▶ Material for this task
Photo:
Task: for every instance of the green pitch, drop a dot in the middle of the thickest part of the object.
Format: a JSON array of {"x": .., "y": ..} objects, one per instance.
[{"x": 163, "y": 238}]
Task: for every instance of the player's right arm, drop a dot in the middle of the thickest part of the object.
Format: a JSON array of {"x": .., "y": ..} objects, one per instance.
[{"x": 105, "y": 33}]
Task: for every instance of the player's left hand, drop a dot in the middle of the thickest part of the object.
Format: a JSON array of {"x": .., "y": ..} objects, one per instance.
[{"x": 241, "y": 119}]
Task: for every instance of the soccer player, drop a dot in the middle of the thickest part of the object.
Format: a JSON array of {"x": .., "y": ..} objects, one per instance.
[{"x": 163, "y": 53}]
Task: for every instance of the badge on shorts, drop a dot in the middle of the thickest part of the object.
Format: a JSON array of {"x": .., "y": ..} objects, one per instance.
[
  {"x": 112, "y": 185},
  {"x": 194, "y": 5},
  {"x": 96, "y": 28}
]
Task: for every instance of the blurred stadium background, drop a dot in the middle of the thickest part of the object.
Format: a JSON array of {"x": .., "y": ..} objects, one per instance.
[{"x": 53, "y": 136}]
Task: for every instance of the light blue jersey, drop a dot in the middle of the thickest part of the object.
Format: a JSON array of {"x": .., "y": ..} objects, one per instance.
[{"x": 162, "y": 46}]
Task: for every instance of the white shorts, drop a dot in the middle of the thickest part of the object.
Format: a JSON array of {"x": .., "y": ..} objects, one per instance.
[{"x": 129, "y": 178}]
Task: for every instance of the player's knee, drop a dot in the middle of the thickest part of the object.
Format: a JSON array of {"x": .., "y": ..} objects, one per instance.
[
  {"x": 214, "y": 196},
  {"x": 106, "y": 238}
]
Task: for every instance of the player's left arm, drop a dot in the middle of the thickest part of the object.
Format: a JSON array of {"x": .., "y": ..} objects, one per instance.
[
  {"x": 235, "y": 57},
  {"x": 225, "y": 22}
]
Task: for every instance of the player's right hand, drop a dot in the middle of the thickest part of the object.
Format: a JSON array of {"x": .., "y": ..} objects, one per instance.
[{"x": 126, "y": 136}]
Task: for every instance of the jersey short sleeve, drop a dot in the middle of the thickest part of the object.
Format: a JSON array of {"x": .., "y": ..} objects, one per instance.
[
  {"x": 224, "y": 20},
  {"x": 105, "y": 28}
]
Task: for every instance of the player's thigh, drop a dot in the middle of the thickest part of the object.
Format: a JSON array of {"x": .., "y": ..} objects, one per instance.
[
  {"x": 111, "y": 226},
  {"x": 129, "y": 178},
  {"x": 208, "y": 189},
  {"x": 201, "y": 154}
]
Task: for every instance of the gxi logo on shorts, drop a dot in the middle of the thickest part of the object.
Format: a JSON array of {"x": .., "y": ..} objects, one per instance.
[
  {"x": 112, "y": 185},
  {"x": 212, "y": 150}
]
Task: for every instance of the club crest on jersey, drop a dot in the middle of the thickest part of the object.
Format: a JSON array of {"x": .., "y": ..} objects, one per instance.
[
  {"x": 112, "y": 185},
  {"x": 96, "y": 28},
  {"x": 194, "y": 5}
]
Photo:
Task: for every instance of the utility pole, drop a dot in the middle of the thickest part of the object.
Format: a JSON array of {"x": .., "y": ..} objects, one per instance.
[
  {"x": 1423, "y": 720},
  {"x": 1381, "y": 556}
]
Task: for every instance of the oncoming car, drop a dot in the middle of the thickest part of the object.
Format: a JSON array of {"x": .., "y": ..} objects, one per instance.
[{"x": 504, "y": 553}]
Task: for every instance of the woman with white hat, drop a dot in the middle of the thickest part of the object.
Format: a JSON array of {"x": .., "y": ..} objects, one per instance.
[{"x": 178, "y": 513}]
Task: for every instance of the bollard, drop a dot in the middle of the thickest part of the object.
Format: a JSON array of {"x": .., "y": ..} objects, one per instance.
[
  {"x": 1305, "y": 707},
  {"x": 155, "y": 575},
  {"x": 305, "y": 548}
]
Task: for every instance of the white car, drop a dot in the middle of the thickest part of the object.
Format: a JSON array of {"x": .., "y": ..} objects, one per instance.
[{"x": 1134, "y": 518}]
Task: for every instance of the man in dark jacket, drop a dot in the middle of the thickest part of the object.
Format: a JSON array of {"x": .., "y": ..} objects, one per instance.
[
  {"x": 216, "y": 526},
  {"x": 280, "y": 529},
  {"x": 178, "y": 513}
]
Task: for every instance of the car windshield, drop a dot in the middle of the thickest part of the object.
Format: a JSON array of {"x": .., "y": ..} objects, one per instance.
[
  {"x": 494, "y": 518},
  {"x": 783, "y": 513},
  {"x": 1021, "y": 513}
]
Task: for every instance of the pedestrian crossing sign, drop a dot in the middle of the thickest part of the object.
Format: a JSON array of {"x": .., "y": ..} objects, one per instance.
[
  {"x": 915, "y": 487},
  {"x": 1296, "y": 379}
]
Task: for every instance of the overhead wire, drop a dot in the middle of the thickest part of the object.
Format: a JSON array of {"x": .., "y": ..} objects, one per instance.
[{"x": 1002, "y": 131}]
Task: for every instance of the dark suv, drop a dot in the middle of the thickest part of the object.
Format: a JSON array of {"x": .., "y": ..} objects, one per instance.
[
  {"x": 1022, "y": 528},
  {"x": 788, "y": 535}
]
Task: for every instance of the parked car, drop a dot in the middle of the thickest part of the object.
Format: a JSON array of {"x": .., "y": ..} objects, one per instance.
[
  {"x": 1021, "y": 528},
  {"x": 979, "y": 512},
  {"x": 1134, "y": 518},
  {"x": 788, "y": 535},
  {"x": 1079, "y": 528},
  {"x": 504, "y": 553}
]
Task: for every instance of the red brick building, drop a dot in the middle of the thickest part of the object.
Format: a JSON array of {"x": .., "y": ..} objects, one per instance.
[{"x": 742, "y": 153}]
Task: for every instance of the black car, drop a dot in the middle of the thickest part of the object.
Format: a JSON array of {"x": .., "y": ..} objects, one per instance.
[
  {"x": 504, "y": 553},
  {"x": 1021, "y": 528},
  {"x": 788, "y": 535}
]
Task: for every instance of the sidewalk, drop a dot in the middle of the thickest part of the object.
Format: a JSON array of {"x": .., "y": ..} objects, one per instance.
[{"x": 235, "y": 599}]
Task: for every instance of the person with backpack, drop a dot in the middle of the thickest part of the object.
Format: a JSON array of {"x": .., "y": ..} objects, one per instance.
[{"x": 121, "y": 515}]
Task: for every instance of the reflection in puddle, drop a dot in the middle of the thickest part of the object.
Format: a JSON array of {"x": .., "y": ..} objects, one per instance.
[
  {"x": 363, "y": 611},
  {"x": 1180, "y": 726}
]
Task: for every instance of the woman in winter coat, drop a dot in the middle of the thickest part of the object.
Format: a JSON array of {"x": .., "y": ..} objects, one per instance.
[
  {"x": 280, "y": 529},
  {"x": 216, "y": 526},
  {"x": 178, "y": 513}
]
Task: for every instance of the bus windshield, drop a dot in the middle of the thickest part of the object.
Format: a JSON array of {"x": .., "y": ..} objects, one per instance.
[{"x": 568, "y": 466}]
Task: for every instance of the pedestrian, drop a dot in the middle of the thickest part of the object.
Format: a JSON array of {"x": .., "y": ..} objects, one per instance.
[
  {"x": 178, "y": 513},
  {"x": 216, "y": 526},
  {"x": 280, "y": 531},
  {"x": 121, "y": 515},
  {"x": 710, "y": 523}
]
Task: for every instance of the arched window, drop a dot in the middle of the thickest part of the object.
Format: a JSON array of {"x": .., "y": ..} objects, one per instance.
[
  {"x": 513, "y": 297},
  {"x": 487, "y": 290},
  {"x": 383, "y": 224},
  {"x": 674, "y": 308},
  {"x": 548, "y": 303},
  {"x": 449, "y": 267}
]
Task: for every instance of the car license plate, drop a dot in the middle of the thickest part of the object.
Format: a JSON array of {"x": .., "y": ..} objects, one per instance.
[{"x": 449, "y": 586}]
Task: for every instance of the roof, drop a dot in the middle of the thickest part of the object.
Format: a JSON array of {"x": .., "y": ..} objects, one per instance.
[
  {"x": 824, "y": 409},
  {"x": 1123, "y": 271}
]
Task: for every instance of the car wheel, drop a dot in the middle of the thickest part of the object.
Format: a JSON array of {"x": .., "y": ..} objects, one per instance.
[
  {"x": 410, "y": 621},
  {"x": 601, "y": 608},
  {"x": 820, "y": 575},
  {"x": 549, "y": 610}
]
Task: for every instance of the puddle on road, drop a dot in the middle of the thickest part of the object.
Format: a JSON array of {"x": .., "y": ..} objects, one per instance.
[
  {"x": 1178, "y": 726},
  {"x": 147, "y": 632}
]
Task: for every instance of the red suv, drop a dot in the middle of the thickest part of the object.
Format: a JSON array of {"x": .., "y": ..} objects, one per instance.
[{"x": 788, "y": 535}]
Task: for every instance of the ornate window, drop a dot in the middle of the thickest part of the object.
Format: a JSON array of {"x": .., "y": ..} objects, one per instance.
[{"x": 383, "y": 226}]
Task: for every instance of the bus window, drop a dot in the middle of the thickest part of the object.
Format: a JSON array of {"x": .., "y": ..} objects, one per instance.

▶ Exercise description
Across the listing above, how many lines carry "windshield"? Give only the number.

▶ Your solution
2